* INPUT RECORDS
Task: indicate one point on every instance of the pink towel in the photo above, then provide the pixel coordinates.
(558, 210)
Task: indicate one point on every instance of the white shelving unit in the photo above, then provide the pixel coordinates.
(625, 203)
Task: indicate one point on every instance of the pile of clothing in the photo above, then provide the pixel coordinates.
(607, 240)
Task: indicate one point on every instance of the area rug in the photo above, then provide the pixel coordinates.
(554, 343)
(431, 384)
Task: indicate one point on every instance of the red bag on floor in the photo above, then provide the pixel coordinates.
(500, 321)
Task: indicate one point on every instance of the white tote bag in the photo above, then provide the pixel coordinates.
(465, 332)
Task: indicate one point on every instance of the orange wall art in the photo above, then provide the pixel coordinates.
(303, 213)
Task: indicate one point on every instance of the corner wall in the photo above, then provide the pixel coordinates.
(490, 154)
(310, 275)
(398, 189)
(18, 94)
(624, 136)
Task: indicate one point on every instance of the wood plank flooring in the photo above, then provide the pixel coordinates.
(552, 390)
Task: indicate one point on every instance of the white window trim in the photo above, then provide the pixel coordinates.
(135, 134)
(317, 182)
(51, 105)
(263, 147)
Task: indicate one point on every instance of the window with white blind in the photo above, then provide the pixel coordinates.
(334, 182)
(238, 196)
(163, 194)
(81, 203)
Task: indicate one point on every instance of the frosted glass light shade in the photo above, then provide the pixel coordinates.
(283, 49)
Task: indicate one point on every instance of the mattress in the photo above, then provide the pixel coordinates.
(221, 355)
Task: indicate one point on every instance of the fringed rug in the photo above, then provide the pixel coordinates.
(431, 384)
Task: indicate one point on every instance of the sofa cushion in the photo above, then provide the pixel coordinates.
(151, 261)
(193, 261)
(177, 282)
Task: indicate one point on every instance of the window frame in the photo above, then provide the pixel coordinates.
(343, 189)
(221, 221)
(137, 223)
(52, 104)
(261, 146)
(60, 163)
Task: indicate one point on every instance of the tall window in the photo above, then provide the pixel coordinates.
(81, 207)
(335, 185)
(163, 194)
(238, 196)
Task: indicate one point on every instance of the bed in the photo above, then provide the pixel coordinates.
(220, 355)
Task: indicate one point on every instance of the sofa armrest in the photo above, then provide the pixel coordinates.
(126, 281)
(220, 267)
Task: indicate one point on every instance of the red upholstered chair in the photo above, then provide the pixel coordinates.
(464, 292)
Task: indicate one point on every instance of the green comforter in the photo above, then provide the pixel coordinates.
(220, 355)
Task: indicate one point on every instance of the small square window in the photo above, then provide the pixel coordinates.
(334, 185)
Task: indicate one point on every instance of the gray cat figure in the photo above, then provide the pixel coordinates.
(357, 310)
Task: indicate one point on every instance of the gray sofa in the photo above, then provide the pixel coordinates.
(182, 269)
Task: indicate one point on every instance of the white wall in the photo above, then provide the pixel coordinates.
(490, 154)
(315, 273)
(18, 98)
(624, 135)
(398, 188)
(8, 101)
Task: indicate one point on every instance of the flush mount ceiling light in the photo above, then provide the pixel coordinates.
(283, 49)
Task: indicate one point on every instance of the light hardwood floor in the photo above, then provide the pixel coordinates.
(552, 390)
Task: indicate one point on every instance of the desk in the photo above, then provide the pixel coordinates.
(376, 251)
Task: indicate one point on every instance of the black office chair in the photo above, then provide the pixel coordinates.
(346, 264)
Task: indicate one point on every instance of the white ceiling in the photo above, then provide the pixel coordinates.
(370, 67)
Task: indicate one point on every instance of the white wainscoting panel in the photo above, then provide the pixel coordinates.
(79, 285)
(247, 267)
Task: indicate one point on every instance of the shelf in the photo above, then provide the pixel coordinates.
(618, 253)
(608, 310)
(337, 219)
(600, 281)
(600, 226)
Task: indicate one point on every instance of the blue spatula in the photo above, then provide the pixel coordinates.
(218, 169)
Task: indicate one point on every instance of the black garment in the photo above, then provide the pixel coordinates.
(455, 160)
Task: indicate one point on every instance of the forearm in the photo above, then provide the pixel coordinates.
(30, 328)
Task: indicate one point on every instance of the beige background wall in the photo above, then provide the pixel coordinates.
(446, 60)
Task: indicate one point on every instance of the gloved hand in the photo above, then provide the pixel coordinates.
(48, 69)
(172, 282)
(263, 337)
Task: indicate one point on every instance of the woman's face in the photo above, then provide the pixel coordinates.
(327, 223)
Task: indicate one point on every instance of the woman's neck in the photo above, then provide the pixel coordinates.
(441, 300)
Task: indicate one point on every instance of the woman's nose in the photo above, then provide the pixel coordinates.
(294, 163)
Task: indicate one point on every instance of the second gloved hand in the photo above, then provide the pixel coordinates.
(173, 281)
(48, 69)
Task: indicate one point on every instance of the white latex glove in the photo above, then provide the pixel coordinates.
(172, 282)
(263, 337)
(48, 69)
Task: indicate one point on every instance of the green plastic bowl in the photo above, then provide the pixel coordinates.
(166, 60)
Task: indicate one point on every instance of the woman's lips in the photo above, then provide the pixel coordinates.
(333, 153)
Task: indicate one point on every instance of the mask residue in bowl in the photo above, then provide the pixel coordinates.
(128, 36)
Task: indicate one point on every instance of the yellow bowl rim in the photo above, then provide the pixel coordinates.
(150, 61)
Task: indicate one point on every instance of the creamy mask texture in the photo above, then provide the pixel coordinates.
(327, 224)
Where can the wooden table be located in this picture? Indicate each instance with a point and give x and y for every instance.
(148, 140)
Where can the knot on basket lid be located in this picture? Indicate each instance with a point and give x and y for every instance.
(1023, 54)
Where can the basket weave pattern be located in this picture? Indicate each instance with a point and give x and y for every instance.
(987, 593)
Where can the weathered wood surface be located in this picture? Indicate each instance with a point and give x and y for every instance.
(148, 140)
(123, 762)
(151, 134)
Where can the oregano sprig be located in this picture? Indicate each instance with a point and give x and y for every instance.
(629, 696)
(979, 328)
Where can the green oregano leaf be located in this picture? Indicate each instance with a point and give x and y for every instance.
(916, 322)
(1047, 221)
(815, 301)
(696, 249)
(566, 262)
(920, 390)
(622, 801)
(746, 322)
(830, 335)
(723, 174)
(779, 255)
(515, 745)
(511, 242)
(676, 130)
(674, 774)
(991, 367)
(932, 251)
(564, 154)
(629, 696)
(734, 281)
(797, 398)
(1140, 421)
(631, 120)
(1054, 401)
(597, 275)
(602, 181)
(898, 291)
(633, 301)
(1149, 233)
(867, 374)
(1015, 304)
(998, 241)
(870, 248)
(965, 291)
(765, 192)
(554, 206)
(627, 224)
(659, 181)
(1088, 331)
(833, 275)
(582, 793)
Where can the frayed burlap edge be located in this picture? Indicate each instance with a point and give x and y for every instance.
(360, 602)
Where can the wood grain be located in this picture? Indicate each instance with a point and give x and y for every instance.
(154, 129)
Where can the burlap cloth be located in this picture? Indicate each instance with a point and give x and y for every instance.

* SHORT TASK
What needs duplicating is the run of lines from the one containing "Task: indicate one point on every instance of the creamy" through the last line of the entries above, exact and complete.

* COMPLETE OUTPUT
Task: indicate one point on every instance of the creamy mask texture in the photo above, then provide the pixel coordinates.
(327, 224)
Where can the wooden table be located in this picture? Indicate each instance with a point and give x and y for every instance.
(148, 140)
Where can the knot on basket lid be located in this picture? Indicate each instance with a point and give x and y for every instance.
(1023, 54)
Where can the basket weave pattern be located in this picture? Indicate each instance with a point and give x and y for every instance.
(987, 593)
Where can the weathered wood surface be located in this picture? Indicate each instance with a point and give x and y for every instance.
(148, 140)
(123, 762)
(151, 134)
Where can the oregano sprig be located in this picture? Indicate each instance with a point and give x and y for every instance.
(629, 696)
(979, 328)
Where can the green oregano leaf be located in this picture? Indicate each instance with a point and give x and y for every instance.
(916, 322)
(1047, 221)
(815, 301)
(696, 249)
(566, 262)
(920, 390)
(622, 801)
(746, 322)
(830, 335)
(723, 174)
(779, 255)
(515, 745)
(511, 242)
(676, 130)
(674, 774)
(991, 367)
(932, 251)
(564, 154)
(629, 696)
(734, 281)
(797, 398)
(1140, 421)
(631, 120)
(1054, 401)
(597, 275)
(602, 181)
(898, 291)
(633, 301)
(1149, 233)
(867, 374)
(1015, 304)
(998, 241)
(870, 248)
(965, 291)
(765, 192)
(554, 206)
(627, 224)
(659, 181)
(1088, 331)
(833, 275)
(582, 793)
Where can the frayed burlap edge be located in this picture? Indicate each instance with a point and give x and y for every instance.
(360, 602)
Where can the wood grain be located in this picture? Indicate each instance with a point and give x and y for every instance.
(154, 129)
Where can the burlap cloth be located in this picture? Indicate each instance with a point and give x and y for every instance.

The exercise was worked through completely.